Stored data

# # # # #

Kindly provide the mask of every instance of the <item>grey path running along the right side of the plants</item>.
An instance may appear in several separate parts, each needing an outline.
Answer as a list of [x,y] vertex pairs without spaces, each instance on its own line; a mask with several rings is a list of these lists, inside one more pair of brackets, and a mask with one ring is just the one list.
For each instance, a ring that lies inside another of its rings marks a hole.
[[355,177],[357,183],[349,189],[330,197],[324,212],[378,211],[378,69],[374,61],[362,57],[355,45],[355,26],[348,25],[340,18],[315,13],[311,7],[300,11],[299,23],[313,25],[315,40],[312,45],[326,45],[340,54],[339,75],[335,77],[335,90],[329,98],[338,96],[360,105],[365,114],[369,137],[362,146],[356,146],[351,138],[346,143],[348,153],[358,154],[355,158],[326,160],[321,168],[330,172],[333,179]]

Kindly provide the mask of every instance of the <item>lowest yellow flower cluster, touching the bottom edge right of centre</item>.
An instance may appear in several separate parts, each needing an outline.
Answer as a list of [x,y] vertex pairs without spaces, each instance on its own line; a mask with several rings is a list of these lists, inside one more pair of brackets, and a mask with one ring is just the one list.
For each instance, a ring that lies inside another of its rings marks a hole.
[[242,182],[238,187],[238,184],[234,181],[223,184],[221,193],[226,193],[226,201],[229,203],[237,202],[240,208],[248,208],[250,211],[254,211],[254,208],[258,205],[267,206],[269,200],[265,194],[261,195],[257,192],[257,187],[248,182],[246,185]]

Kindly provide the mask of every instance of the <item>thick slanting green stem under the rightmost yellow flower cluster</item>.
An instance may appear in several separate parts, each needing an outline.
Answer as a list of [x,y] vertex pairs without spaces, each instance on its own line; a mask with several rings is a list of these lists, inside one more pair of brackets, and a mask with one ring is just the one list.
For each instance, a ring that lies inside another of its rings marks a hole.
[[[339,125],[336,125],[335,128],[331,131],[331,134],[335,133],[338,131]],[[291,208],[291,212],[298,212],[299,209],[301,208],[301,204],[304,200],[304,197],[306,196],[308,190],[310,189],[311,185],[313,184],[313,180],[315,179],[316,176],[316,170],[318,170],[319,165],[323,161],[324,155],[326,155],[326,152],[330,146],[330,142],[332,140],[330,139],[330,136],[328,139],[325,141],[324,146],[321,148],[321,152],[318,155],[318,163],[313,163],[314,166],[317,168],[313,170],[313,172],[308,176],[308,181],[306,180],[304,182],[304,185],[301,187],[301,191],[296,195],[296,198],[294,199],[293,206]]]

# # # # #

With the string "every" as the key, filter the data above and show the lines that match.

Kindly provide the mask of every instance of the <item>grey path running along the right side of the plants</item>.
Kindly provide the mask of every instance of the <item>lowest yellow flower cluster, touching the bottom edge right of centre</item>.
Kindly provide the mask of every instance of the <item>thick slanting green stem under the rightmost yellow flower cluster</item>.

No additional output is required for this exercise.